**What you have to do**:
Lay out the stretch of records below, from the line that contains "Note: point to every instance of the wooden post" through the line that contains "x=13, y=158", as a two-column CSV with the columns text and answer. Give one row per record, put each field in quotation marks, and replace line breaks with spaces.

Position identification records:
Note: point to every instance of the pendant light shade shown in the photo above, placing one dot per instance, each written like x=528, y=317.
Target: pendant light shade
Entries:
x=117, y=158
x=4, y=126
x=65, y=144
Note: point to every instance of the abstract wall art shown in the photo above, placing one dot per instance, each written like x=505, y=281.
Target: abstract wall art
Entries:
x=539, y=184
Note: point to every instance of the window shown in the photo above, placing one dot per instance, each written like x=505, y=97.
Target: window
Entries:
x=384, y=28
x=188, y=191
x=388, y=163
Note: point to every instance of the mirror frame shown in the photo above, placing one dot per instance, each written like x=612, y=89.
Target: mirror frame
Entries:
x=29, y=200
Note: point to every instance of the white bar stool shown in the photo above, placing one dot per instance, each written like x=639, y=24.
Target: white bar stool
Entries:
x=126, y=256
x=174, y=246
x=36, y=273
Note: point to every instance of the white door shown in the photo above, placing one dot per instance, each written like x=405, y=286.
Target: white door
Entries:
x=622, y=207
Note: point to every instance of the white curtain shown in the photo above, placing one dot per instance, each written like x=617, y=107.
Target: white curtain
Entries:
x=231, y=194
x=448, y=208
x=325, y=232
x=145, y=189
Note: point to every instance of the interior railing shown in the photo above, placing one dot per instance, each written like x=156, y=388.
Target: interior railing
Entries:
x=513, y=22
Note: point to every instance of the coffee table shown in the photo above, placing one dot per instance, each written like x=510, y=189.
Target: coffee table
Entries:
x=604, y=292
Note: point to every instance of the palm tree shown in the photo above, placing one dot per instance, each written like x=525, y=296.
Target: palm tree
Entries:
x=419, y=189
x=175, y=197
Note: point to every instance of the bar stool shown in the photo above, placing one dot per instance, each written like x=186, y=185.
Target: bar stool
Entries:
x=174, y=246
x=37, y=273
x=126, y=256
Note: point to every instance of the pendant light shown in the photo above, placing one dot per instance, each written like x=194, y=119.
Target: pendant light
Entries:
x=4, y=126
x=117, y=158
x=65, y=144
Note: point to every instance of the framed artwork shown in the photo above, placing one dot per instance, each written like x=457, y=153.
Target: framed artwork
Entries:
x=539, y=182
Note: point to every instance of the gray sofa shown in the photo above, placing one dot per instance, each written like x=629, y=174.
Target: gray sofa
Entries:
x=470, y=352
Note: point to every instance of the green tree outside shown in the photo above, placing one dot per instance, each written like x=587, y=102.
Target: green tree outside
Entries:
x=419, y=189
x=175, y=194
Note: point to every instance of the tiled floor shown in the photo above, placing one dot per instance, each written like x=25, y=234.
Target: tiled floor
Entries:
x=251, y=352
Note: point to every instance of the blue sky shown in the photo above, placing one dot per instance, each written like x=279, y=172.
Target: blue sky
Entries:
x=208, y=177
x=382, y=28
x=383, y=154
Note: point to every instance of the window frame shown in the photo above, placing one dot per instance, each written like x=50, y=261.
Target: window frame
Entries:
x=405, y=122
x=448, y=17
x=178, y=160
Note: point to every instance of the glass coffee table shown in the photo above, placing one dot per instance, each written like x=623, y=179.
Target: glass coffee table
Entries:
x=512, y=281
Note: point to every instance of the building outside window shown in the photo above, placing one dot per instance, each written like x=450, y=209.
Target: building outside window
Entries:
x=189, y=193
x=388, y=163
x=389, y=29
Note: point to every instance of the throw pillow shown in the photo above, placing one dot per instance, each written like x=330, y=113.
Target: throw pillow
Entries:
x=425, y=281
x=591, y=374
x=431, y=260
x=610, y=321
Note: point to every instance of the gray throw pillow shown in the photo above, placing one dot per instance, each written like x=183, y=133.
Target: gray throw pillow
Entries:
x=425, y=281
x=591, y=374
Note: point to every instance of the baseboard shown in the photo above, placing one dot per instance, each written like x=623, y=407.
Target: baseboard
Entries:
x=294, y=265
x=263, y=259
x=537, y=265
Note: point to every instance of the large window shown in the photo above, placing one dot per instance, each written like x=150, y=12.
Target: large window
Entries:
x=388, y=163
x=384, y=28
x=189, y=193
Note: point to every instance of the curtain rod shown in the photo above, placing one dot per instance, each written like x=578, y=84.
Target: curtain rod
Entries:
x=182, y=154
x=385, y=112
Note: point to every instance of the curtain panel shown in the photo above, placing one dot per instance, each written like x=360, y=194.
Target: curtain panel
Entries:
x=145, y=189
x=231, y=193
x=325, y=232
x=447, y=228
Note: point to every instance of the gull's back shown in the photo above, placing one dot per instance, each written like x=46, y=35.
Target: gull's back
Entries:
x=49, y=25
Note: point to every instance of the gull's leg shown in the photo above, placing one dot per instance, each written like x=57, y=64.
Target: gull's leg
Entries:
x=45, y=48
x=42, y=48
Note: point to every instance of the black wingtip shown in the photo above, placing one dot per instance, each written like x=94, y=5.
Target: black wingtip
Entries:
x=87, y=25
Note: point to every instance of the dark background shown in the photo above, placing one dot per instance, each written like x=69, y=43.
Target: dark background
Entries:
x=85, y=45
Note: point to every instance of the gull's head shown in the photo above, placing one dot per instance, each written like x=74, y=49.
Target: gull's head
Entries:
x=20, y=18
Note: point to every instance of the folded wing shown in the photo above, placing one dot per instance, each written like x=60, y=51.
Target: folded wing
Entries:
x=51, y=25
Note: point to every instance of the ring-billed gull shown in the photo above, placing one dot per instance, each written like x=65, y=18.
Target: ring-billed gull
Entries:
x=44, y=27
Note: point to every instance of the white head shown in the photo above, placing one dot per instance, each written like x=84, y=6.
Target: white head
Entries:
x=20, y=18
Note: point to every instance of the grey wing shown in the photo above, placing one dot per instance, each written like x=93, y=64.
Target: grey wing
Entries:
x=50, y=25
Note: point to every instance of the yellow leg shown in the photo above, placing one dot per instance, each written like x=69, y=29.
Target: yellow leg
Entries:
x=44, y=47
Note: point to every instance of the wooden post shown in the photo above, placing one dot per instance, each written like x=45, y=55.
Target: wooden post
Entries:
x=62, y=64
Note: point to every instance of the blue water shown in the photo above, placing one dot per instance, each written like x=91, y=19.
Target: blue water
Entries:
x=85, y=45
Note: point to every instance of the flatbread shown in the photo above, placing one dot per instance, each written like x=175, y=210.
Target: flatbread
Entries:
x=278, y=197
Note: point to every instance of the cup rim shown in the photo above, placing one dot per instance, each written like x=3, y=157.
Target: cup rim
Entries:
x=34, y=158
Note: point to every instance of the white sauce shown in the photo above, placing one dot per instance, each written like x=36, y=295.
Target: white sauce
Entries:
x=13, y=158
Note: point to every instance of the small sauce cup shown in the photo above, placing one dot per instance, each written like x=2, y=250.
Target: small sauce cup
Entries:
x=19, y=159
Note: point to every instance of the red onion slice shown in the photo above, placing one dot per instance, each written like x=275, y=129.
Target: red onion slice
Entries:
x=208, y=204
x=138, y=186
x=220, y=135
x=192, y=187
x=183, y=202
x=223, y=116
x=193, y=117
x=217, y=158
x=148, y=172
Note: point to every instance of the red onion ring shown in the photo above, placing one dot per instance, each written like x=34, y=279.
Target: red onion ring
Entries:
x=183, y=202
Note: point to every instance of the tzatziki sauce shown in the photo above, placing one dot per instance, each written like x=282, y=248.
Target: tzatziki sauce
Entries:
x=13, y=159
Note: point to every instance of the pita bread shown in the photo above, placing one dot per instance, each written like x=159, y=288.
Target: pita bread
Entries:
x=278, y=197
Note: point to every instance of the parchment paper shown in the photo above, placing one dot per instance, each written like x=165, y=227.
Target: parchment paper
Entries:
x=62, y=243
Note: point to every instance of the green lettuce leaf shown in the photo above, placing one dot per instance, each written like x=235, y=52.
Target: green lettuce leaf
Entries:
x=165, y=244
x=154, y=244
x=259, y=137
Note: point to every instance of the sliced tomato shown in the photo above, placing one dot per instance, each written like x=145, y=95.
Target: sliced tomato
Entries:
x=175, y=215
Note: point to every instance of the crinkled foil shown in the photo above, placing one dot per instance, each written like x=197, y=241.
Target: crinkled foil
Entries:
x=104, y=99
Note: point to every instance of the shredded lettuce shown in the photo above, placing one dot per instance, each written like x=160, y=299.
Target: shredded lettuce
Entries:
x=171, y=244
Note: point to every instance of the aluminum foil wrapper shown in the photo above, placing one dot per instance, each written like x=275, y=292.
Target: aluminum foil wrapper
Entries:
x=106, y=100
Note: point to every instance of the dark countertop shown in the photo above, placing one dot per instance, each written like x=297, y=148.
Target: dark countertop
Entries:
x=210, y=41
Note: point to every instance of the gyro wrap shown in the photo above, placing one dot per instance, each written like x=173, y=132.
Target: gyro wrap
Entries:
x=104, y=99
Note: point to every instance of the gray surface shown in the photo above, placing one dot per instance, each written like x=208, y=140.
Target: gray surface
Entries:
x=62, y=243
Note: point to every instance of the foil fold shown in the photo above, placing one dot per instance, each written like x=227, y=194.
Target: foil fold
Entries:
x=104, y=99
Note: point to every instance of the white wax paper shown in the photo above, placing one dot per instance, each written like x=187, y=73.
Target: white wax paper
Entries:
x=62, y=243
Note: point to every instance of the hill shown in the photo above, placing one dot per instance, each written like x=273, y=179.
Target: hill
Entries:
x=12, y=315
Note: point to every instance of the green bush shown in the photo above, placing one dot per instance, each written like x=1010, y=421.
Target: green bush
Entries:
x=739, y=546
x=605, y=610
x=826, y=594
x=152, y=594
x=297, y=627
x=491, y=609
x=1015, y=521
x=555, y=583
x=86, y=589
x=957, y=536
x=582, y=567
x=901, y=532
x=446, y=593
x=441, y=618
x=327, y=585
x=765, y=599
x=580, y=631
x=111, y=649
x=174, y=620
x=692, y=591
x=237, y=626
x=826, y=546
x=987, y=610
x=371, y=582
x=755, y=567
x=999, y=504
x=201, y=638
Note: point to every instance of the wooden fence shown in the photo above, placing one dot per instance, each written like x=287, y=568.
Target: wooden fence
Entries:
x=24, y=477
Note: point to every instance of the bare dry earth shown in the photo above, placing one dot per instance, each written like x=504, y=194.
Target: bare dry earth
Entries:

**The output**:
text,answer
"Note: point to every instance of the wooden post shown in the photo above, placing one dot per instance, each written like x=45, y=55. Target: wooden post Entries:","x=62, y=64"
"Note: point to every instance of the blue water shown in the photo above, placing one dot per instance, each written like x=91, y=19. Target: blue water Entries:","x=85, y=45"
"Note: point to every instance of the flatbread shown in the photo above, placing one dot per instance, each written like x=175, y=210. Target: flatbread Entries:","x=278, y=197"
"Note: point to every instance of the cup rim shown in the photo above, placing one dot per instance, each written like x=3, y=157. Target: cup rim Entries:","x=34, y=158"
"Note: point to every instance of the white sauce shown in the photo above, placing one dot per instance, each written like x=36, y=295. Target: white sauce Entries:","x=13, y=158"